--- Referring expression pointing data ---
________________________
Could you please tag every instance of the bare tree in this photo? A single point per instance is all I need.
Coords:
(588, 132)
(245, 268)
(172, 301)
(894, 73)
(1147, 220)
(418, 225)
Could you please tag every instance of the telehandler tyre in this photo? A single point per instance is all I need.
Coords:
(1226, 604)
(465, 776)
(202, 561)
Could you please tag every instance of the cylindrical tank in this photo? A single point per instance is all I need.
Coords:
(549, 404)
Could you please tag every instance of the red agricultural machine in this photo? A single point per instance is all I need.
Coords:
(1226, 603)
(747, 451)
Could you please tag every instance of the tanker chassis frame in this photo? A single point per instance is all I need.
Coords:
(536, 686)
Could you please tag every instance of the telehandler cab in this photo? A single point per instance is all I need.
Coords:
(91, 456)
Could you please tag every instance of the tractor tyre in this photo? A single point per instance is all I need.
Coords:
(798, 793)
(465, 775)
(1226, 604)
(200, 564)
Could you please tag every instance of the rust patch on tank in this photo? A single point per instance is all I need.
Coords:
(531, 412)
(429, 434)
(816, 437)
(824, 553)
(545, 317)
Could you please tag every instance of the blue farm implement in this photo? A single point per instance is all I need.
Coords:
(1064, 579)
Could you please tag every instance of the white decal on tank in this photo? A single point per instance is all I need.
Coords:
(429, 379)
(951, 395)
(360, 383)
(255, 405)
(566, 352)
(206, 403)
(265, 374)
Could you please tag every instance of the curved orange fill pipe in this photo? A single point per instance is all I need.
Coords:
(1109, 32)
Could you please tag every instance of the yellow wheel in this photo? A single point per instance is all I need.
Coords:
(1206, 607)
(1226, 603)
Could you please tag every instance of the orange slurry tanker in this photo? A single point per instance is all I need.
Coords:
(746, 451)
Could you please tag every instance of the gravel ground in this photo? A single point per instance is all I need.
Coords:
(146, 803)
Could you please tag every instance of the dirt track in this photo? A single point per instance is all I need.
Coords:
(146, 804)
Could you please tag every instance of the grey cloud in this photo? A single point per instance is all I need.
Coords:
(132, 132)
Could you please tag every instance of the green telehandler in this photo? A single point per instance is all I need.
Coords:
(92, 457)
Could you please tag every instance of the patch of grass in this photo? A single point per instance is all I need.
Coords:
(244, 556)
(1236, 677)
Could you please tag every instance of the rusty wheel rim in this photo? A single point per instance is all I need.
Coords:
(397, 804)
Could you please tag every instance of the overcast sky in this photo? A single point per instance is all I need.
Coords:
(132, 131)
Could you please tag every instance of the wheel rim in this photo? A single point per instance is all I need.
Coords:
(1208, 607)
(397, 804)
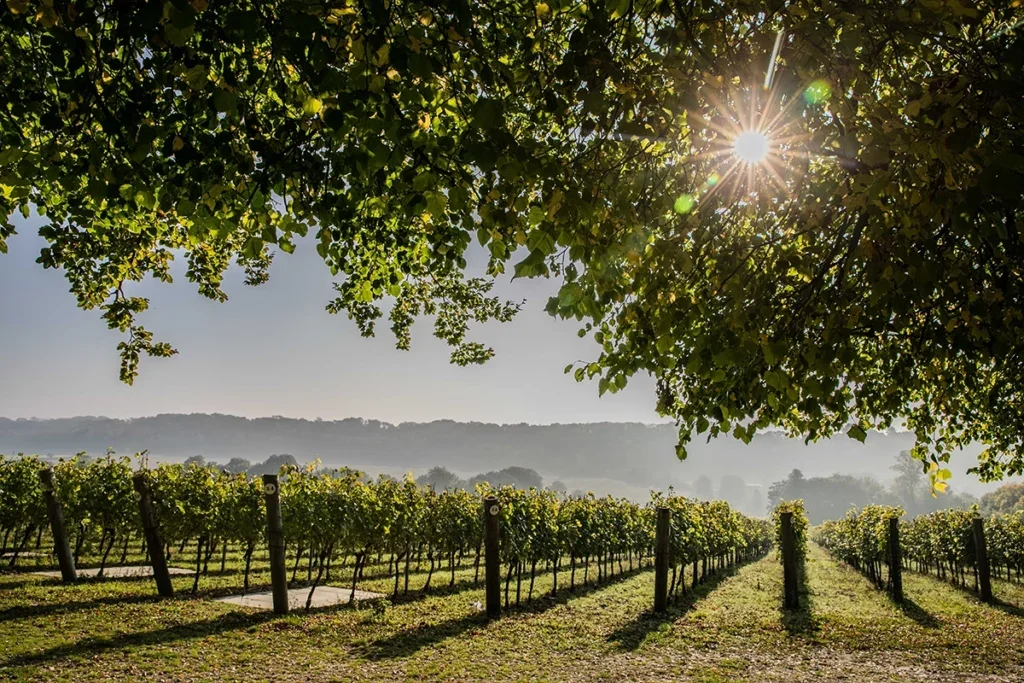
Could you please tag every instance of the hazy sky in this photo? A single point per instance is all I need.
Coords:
(273, 350)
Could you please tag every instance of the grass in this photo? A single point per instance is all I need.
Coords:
(729, 629)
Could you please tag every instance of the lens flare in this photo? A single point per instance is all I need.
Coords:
(684, 204)
(817, 92)
(751, 146)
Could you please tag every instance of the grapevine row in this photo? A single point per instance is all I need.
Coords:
(341, 513)
(861, 540)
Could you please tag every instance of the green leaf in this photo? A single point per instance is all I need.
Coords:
(486, 114)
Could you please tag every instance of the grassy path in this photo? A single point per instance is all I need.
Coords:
(730, 629)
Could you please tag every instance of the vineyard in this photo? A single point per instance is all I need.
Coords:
(944, 544)
(579, 585)
(340, 517)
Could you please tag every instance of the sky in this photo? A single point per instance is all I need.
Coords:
(274, 350)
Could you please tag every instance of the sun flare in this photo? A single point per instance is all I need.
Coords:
(751, 146)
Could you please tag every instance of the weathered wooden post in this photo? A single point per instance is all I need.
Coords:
(792, 597)
(154, 544)
(275, 541)
(981, 557)
(895, 561)
(492, 566)
(55, 513)
(662, 559)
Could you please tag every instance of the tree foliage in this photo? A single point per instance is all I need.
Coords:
(867, 273)
(861, 539)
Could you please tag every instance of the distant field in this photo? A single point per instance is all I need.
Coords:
(730, 630)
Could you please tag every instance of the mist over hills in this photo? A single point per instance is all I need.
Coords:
(626, 456)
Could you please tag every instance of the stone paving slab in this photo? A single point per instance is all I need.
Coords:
(324, 596)
(120, 571)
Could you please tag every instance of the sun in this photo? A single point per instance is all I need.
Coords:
(751, 146)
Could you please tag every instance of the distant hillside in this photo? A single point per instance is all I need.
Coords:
(635, 454)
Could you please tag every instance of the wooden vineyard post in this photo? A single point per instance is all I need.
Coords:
(55, 513)
(275, 540)
(981, 557)
(662, 559)
(492, 562)
(154, 544)
(895, 561)
(792, 598)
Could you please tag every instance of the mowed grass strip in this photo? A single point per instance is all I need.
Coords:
(729, 629)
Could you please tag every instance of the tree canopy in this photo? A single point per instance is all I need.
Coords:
(867, 271)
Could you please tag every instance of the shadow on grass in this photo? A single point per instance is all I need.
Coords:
(632, 635)
(91, 646)
(801, 621)
(971, 591)
(33, 611)
(914, 611)
(408, 642)
(1008, 607)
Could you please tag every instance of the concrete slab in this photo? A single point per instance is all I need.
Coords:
(120, 571)
(324, 596)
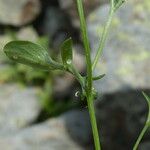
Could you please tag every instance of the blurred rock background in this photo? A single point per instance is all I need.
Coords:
(38, 110)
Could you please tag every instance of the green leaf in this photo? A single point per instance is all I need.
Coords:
(66, 52)
(147, 98)
(117, 3)
(99, 77)
(30, 54)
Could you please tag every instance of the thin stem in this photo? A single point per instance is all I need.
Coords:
(93, 123)
(89, 86)
(140, 136)
(86, 44)
(103, 38)
(147, 124)
(77, 75)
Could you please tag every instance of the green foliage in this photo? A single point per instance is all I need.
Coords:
(115, 4)
(99, 77)
(147, 98)
(31, 54)
(66, 52)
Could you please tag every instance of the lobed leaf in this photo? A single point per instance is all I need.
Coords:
(30, 54)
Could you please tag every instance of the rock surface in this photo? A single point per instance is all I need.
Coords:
(126, 56)
(54, 134)
(18, 13)
(121, 117)
(18, 108)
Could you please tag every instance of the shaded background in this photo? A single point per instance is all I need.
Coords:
(39, 110)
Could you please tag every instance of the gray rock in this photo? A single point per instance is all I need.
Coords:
(54, 134)
(126, 56)
(14, 12)
(18, 108)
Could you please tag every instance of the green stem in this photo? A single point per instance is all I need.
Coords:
(103, 38)
(89, 85)
(93, 123)
(140, 136)
(77, 75)
(86, 44)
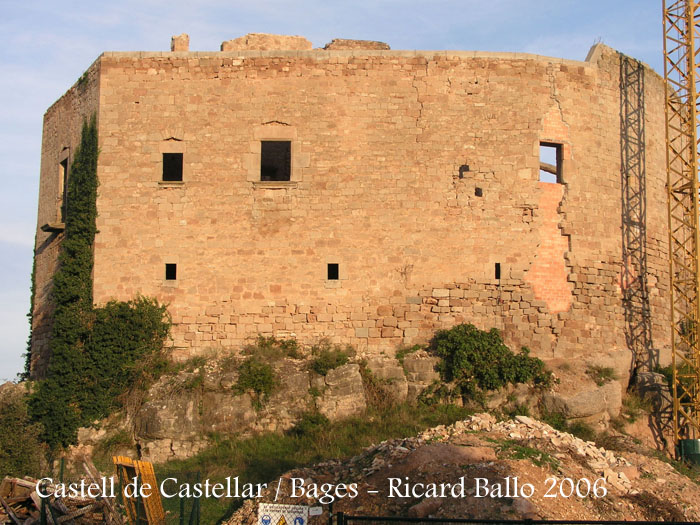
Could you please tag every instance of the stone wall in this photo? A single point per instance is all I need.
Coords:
(416, 172)
(63, 123)
(181, 412)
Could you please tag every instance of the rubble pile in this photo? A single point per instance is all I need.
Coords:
(637, 486)
(615, 469)
(20, 504)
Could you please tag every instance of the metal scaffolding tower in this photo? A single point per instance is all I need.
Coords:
(681, 20)
(634, 215)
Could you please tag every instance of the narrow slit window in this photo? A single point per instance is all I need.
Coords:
(275, 160)
(333, 272)
(550, 162)
(63, 187)
(172, 167)
(170, 272)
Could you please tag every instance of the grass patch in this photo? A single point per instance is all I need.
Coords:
(271, 348)
(601, 374)
(262, 458)
(579, 429)
(403, 351)
(257, 378)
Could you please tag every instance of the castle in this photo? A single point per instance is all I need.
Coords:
(368, 195)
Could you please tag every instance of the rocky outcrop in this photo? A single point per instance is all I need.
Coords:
(589, 403)
(611, 485)
(343, 394)
(420, 373)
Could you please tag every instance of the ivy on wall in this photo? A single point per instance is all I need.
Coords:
(97, 354)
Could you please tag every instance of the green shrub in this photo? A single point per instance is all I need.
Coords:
(258, 378)
(601, 374)
(403, 351)
(477, 360)
(97, 354)
(122, 350)
(328, 356)
(21, 453)
(555, 420)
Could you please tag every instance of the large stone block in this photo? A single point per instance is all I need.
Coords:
(343, 395)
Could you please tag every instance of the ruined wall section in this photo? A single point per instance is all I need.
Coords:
(378, 139)
(62, 128)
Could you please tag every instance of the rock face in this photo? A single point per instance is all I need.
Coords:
(390, 375)
(628, 486)
(420, 373)
(343, 395)
(180, 42)
(344, 44)
(266, 42)
(591, 403)
(179, 412)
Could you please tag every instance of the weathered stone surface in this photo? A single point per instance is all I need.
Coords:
(343, 395)
(266, 42)
(620, 361)
(180, 42)
(344, 43)
(653, 388)
(226, 413)
(420, 373)
(559, 291)
(175, 415)
(391, 376)
(586, 403)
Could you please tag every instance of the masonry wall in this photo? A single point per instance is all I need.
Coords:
(61, 132)
(378, 138)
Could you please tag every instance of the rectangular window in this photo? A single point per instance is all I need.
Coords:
(172, 167)
(63, 187)
(275, 160)
(170, 271)
(333, 272)
(550, 162)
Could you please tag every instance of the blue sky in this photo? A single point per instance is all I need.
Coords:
(47, 45)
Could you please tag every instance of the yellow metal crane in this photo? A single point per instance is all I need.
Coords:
(681, 74)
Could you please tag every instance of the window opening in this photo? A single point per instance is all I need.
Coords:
(172, 167)
(63, 186)
(550, 163)
(333, 272)
(275, 160)
(170, 271)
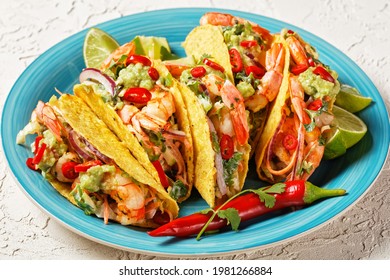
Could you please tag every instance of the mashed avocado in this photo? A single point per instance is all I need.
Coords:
(135, 75)
(92, 179)
(49, 158)
(317, 87)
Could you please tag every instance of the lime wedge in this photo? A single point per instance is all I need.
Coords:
(98, 45)
(335, 145)
(153, 47)
(351, 127)
(351, 100)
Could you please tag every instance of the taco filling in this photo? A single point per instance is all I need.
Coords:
(87, 177)
(227, 123)
(143, 98)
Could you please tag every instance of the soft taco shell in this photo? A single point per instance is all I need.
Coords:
(81, 118)
(114, 122)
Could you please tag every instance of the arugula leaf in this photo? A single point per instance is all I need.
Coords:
(265, 194)
(232, 217)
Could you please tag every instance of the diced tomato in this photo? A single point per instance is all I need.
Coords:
(39, 154)
(36, 143)
(290, 142)
(134, 59)
(324, 74)
(213, 65)
(235, 60)
(137, 95)
(248, 43)
(227, 146)
(198, 71)
(298, 69)
(258, 72)
(31, 165)
(161, 174)
(83, 167)
(315, 105)
(153, 73)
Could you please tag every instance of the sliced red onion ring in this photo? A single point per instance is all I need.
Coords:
(218, 165)
(76, 143)
(97, 75)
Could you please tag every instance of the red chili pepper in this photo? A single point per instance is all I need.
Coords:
(134, 59)
(258, 72)
(68, 170)
(227, 146)
(315, 105)
(324, 74)
(137, 95)
(153, 73)
(83, 167)
(290, 142)
(249, 206)
(248, 43)
(298, 69)
(39, 154)
(36, 143)
(213, 65)
(31, 165)
(198, 71)
(161, 174)
(235, 60)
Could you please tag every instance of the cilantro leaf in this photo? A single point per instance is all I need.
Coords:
(232, 217)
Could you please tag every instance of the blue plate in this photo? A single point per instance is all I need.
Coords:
(60, 67)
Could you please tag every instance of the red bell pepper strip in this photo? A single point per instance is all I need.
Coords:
(249, 206)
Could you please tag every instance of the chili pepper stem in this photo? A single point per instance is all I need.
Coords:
(313, 193)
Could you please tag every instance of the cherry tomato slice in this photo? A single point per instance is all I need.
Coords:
(153, 73)
(31, 165)
(290, 142)
(39, 154)
(324, 74)
(68, 170)
(83, 167)
(137, 95)
(213, 65)
(134, 59)
(227, 146)
(248, 43)
(298, 69)
(315, 105)
(311, 62)
(235, 60)
(258, 72)
(198, 71)
(161, 174)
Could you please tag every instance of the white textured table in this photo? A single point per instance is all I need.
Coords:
(358, 28)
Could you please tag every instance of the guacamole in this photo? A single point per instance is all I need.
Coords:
(135, 75)
(317, 87)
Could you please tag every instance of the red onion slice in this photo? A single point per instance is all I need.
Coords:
(97, 75)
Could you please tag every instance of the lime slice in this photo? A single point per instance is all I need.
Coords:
(151, 46)
(335, 145)
(352, 128)
(351, 100)
(98, 45)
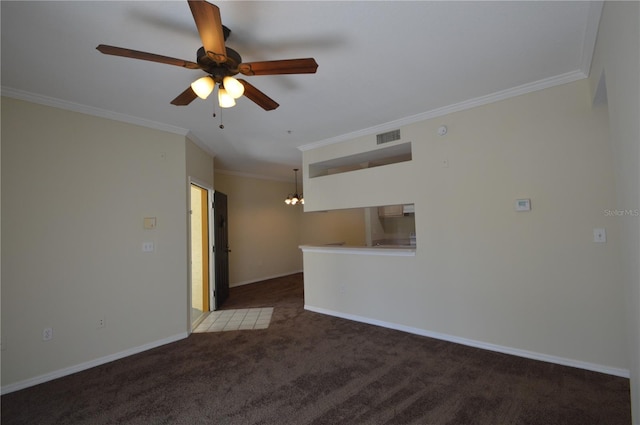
________________________
Across the entries above, find the lines with the string "blue" and copy them.

--- The completed task ---
Could you please tag every instance of the blue farm implement in this photo? A single point per instance is all I need.
Could you please tag every instance of the blue sky in this photo? A single point per instance is all I need.
Could you please tag every instance of the blue plate in this photo? A single point per instance is all I need.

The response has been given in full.